> **Task requirements**:
Leaving out the pictures, please retype each record exactly.

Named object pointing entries
========================

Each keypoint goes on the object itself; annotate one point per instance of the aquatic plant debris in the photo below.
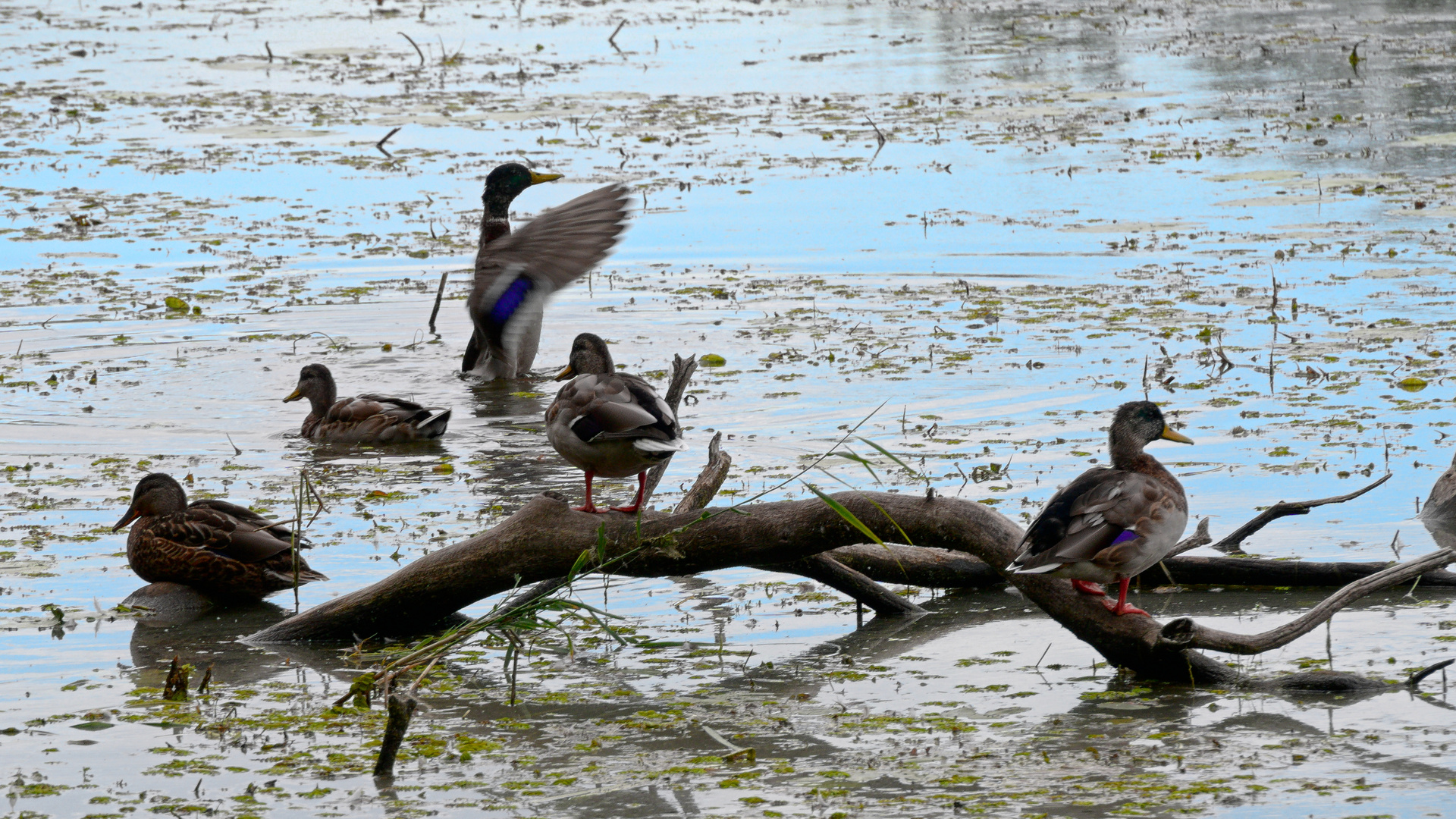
(987, 215)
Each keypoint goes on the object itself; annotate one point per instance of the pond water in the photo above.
(1071, 205)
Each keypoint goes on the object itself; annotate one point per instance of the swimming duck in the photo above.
(516, 273)
(1112, 522)
(212, 545)
(609, 423)
(366, 419)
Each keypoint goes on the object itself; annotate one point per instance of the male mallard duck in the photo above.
(366, 419)
(1111, 522)
(609, 423)
(212, 545)
(516, 273)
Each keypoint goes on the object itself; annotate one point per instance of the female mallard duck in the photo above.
(609, 423)
(212, 545)
(516, 273)
(367, 419)
(1114, 522)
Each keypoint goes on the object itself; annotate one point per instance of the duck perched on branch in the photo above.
(366, 419)
(1111, 522)
(516, 273)
(218, 548)
(607, 423)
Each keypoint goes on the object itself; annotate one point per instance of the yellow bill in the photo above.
(1171, 435)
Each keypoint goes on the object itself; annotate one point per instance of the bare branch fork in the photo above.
(1184, 632)
(1232, 544)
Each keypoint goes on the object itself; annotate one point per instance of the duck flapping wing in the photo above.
(516, 273)
(1123, 521)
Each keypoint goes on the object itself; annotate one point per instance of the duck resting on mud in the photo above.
(607, 423)
(1111, 522)
(516, 273)
(218, 548)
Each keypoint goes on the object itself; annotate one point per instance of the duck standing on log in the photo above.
(1112, 522)
(607, 423)
(516, 273)
(366, 419)
(218, 548)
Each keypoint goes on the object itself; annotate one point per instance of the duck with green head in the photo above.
(517, 271)
(1111, 522)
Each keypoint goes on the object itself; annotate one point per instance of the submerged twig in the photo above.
(440, 295)
(381, 145)
(400, 708)
(417, 47)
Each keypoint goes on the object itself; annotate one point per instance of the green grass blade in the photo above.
(839, 509)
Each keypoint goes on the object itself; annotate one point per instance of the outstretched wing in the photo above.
(514, 275)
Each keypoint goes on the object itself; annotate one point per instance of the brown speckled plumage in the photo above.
(366, 419)
(218, 548)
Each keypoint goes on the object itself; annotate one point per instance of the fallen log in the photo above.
(944, 569)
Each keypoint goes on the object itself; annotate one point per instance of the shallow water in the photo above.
(1066, 196)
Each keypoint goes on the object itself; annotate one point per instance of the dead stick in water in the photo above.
(417, 47)
(440, 295)
(400, 708)
(381, 145)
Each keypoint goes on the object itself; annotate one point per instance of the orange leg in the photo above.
(587, 506)
(1120, 607)
(638, 502)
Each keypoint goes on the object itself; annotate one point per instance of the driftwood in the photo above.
(954, 539)
(400, 710)
(944, 569)
(840, 577)
(1234, 542)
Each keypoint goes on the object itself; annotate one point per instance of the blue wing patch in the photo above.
(511, 299)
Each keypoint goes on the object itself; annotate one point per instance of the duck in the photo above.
(364, 419)
(609, 425)
(1111, 522)
(516, 273)
(218, 548)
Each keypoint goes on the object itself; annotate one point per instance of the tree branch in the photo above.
(1184, 632)
(1282, 509)
(711, 480)
(676, 387)
(837, 576)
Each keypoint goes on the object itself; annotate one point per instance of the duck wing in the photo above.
(1111, 516)
(516, 273)
(224, 529)
(372, 416)
(615, 407)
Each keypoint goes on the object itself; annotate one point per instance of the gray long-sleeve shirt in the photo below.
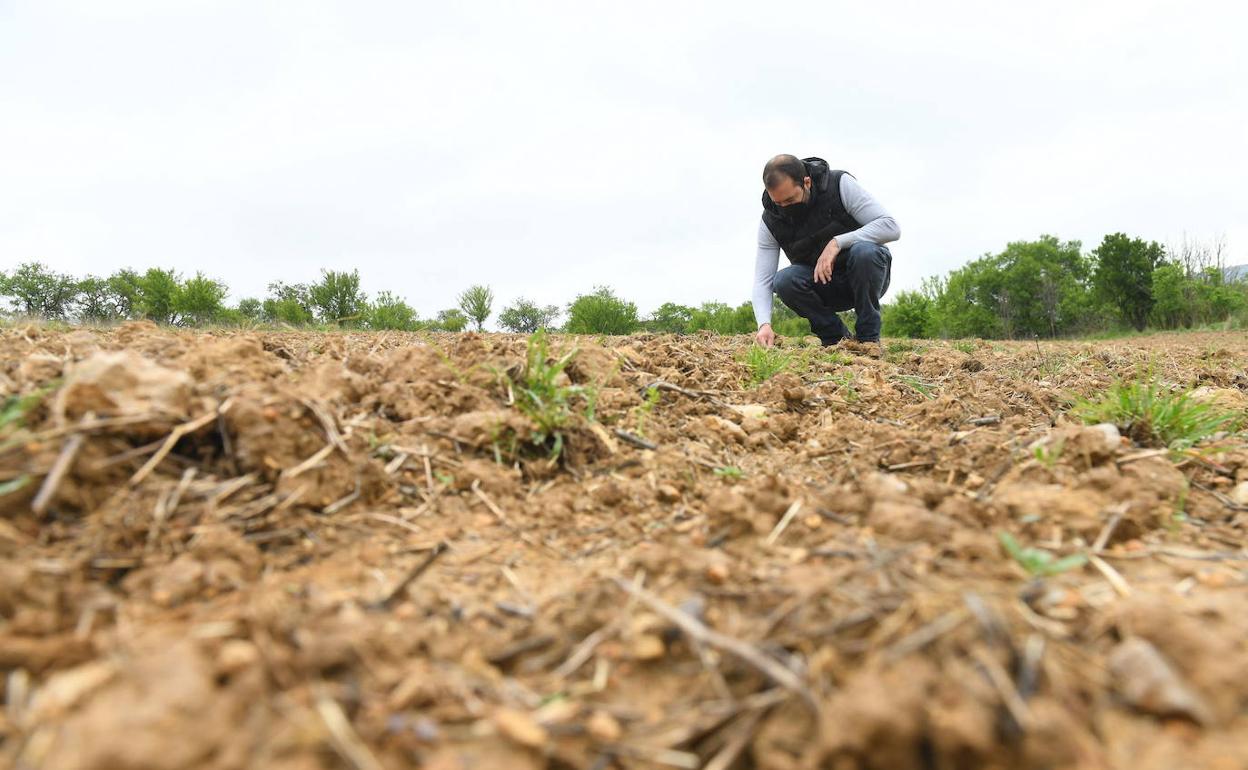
(877, 227)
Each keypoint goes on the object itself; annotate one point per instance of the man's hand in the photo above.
(765, 337)
(826, 262)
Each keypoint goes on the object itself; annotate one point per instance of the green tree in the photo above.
(251, 308)
(452, 320)
(156, 291)
(290, 303)
(199, 301)
(785, 322)
(669, 318)
(96, 301)
(337, 297)
(723, 318)
(909, 315)
(388, 311)
(126, 290)
(602, 312)
(477, 302)
(36, 291)
(524, 317)
(1122, 276)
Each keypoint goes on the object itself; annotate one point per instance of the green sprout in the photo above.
(1038, 562)
(1153, 414)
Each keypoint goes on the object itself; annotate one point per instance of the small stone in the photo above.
(521, 728)
(604, 728)
(648, 647)
(668, 493)
(1150, 684)
(1112, 437)
(236, 655)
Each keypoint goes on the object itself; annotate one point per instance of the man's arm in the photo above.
(877, 225)
(765, 261)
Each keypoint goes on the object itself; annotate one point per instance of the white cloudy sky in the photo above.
(544, 147)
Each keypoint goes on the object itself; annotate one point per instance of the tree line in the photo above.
(1032, 288)
(1051, 288)
(336, 300)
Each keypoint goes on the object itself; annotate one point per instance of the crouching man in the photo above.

========================

> **Result**:
Each keypoint goes on the object itself; annotate one point per instance of the aquatic plant debris in the photo below.
(987, 215)
Each keypoint goes on the object itself; annotate one point per instance of the pond water in the photo above.
(1071, 205)
Each keypoint goes on the object itself; annotate one point per instance of the swimming duck in the photo above.
(516, 273)
(1112, 522)
(212, 545)
(609, 423)
(366, 419)
Each keypoint goes on the object itself; annotate one point per instance of the male mallard duck in the photo above.
(366, 419)
(1111, 522)
(609, 423)
(212, 545)
(516, 273)
Each keypoint goes on the object itself; annotate one point per instance of the female mallard duck in the photo above.
(609, 423)
(212, 545)
(516, 273)
(367, 419)
(1114, 522)
Each keypoint goes on the object itself; annotate one point per instance of the duck perched on branch in the photo above.
(366, 419)
(1111, 522)
(516, 273)
(218, 548)
(607, 423)
Each keypoint goes on the object itself; annotate one point per instance of the yellow bill in the photo above.
(1171, 435)
Each keypoint goes on the object itself; annotate one point per instance of the bare branch fork in the photo above.
(1184, 632)
(1232, 544)
Each keypoint goes on the object itself; annotate one point per instance of the duck flapping wing in the photo above.
(516, 273)
(1123, 521)
Each keypoint goes on the object itself; annotate one point per instance of the duck resting on mud in the photo above.
(607, 423)
(1111, 522)
(516, 273)
(218, 548)
Each keypoint goes on the object itself; annotate one point per instance of the duck standing on log in the photo above.
(1112, 522)
(607, 423)
(516, 273)
(366, 419)
(218, 548)
Each keypoint goes on the object itself; annotate one point per instance of the duck with green head in the photo above.
(517, 271)
(1111, 522)
Each keypoint goes on the object itself; annotate one point per instance of the submerged twig in the photo above.
(440, 295)
(381, 145)
(400, 708)
(417, 47)
Each keypoint goes on the object itself; annotate one point per instance of the green grass blade in the photo above.
(839, 509)
Each keypoint goes on the object itself; annotate one point per instance of the outstretched wing in the photo above.
(514, 275)
Each keypoint goes on the object itself; annotate one point per instance of the brown speckled plumage in the photo above.
(366, 419)
(218, 548)
Each keypoint goes on the object itself; annotate one point per instance of the fallen log in the photo above.
(944, 569)
Each keypoint goes on the object itself; annotate one point per instance of the shallow water in the photo above.
(1066, 196)
Each keypoint goes on the object itself; annotate one point per instance of the dead stick in water in the photo above.
(417, 47)
(440, 295)
(400, 708)
(381, 145)
Each keypoint goes on the object itself; annotate one point per instance of the orange leg in the photo above.
(587, 506)
(1120, 607)
(638, 502)
Each keypoint goes on the object itself; annotate one point per instance of the driftwood in the photo above.
(954, 539)
(400, 710)
(944, 569)
(840, 577)
(1234, 542)
Each keypoint goes on the object itself; annotate one point per instance of the blue wing patch in the photo above.
(511, 299)
Each keypoint goes on the object itself; annotate one point per instance of the duck in the photo above.
(364, 419)
(609, 425)
(1111, 522)
(516, 273)
(218, 548)
Each keypoint goes on the object itself; annotate one point per instance of the tree branch in the photo above.
(1184, 632)
(1282, 509)
(711, 480)
(676, 387)
(837, 576)
Each keypoint goes on the object itself; annotate one point per instance of the duck wing in the photo above.
(1111, 516)
(516, 273)
(224, 529)
(372, 416)
(615, 407)
Each keypoint goes on the object itself; annotate one point per instance of the gray long-sleeve shirt in the photo below.
(877, 227)
Each keypoint goes on the object itself; annotate one point per instance of the man's hand in the photo above.
(765, 337)
(826, 262)
Each keypoint goes on the object itself; annotate one point per instance of the green tree in the photo above.
(251, 308)
(452, 320)
(156, 291)
(290, 303)
(199, 301)
(785, 322)
(669, 318)
(96, 301)
(337, 297)
(723, 318)
(909, 315)
(388, 311)
(126, 290)
(602, 312)
(477, 302)
(36, 291)
(524, 317)
(1122, 276)
Each keypoint goes on the object itself; annotate one point per instance of the green sprout in the photo above.
(1038, 562)
(1153, 414)
Each keypoint goes on the object itself; annotate one point per instance of the small stone in the photo above.
(521, 728)
(604, 728)
(648, 647)
(668, 493)
(1150, 684)
(1112, 437)
(236, 655)
Each keypoint goes on the object itself; annotate one point per instance of the man's arm in the photo above.
(877, 225)
(765, 261)
Each keypoint goes on the object itself; annotate one point per instance of the white cloudy sky in the photo above.
(544, 147)
Each keypoint goes on the object itself; annotate one point per instance of the tree line in the photo above.
(1032, 288)
(1051, 288)
(336, 300)
Each keypoint goes on the object itself; annotate one point per instance of the crouching man in the photo above.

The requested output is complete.